Requirement: Transcribe each line exactly.

[Begin]

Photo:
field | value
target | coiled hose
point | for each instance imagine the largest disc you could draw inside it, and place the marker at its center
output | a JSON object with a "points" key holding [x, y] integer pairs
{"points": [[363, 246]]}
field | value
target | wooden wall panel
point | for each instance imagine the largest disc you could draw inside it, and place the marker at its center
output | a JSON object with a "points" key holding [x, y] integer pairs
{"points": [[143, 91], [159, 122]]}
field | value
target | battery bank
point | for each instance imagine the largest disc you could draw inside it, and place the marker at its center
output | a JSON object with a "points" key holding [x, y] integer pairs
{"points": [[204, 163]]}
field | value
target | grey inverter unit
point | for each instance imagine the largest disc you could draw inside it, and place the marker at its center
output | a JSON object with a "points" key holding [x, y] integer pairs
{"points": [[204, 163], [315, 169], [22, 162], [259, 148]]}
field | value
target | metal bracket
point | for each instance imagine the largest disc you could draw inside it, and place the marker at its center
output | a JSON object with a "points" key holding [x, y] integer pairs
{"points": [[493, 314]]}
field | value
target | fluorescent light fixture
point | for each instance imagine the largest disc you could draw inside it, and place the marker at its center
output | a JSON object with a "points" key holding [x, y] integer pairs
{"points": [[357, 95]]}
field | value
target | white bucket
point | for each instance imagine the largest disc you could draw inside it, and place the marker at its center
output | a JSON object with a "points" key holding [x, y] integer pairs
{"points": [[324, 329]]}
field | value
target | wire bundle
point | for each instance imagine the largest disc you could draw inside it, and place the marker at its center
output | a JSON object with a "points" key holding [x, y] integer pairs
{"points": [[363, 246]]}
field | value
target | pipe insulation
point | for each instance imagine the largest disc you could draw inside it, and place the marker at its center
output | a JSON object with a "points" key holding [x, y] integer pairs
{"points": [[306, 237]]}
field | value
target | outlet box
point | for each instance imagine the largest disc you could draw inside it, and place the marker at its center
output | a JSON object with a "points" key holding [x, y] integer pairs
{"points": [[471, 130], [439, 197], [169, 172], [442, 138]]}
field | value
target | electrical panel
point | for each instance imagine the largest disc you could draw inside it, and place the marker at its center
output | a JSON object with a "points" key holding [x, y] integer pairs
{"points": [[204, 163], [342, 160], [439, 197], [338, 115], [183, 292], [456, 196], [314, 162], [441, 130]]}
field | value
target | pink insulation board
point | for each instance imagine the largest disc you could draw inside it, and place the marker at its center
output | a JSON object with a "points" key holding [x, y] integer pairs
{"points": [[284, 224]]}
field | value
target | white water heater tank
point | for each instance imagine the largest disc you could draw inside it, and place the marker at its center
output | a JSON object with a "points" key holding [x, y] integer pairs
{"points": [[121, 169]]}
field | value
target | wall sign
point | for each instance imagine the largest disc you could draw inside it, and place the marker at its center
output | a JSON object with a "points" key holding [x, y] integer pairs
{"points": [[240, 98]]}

[End]

Correct response:
Photo:
field | value
target | coiled hose
point | for each instance imagine the largest disc you could draw inside it, and place the marker at its center
output | a JSON object with a "points" key holding [x, y] integer pairs
{"points": [[363, 246]]}
field | value
target | wooden wall panel
point | for each instance imagine the largest disc you could draw inside it, and place the marker at its center
output | a JSON object with a "points" key holding [x, y] integer pairs
{"points": [[143, 91], [159, 122]]}
field | value
target | battery bank
point | for each instance imagine the largest disc you could draw inside it, and place the marker at its center
output | a JSON object with a "points" key holding [x, y] integer pairs
{"points": [[204, 163]]}
field | value
target | grey inverter unit
point | for each instance imagine the largest disc you could draw inside it, and place the marker at its center
output | a JSON object with a "points" key holding [x, y] integer pairs
{"points": [[204, 163], [315, 169], [22, 162], [259, 148]]}
field | value
target | metal bracket
point | for each instance imagine the largest disc you could draw inside it, and place the marker at its center
output | a JSON object with a "points" key holding [x, y] integer pairs
{"points": [[493, 314]]}
field | value
target | fluorescent light fixture
point | for each instance imagine the largest disc you could draw inside it, and place the marker at its center
output | a JSON object with a "points" key holding [x, y] integer pairs
{"points": [[357, 95]]}
field | value
target | white bucket
point | for each instance imagine the largest disc you could draw inside it, and place the marker at its center
output | a JSON object with a "points" key holding [x, y] integer pairs
{"points": [[324, 329]]}
field | value
target | wire bundle
point | for each instance imagine the largest disc you could draw inside it, and place the marker at its center
output | a JSON object with a "points" key holding [x, y] integer pairs
{"points": [[363, 246]]}
field | value
target | pipe insulation
point | for each instance imagine the largest disc you could draw inside it, and place the marker at its center
output | a JSON object with a "points" key holding [x, y] integer pairs
{"points": [[306, 237]]}
field | value
target | outlet box
point | for each instance imagine the largest disc you could draw inside it, and place the marker at its center
output | a JSON object with a "points" key holding [x, y] integer pairs
{"points": [[471, 130], [439, 197], [169, 172], [442, 138]]}
field | value
target | electrical panel
point | for each instance imagine the largest disc you could draw inside it, and place the marker at its center
output | a JSON object with a "points" key holding [x, y] integer pairs
{"points": [[204, 163], [342, 160], [439, 197], [338, 115], [183, 292], [456, 196], [314, 162], [441, 130]]}
field | value
target | pink insulation board
point | for each instance imagine the largest disc you could draw inside it, and place the marker at its center
output | a JSON object with a "points" key holding [x, y] integer pairs
{"points": [[284, 224]]}
field | value
target | white water heater tank
point | for each instance imagine the largest disc you could draw inside it, and place the marker at its center
output | a JSON object with a "points" key holding [x, y] integer pairs
{"points": [[121, 169]]}
field | value
target | wall sign
point | for each instance imagine the largest disc you could draw inside it, and place the marker at its center
output | a JSON object with a "points" key holding [x, y] integer pairs
{"points": [[240, 98]]}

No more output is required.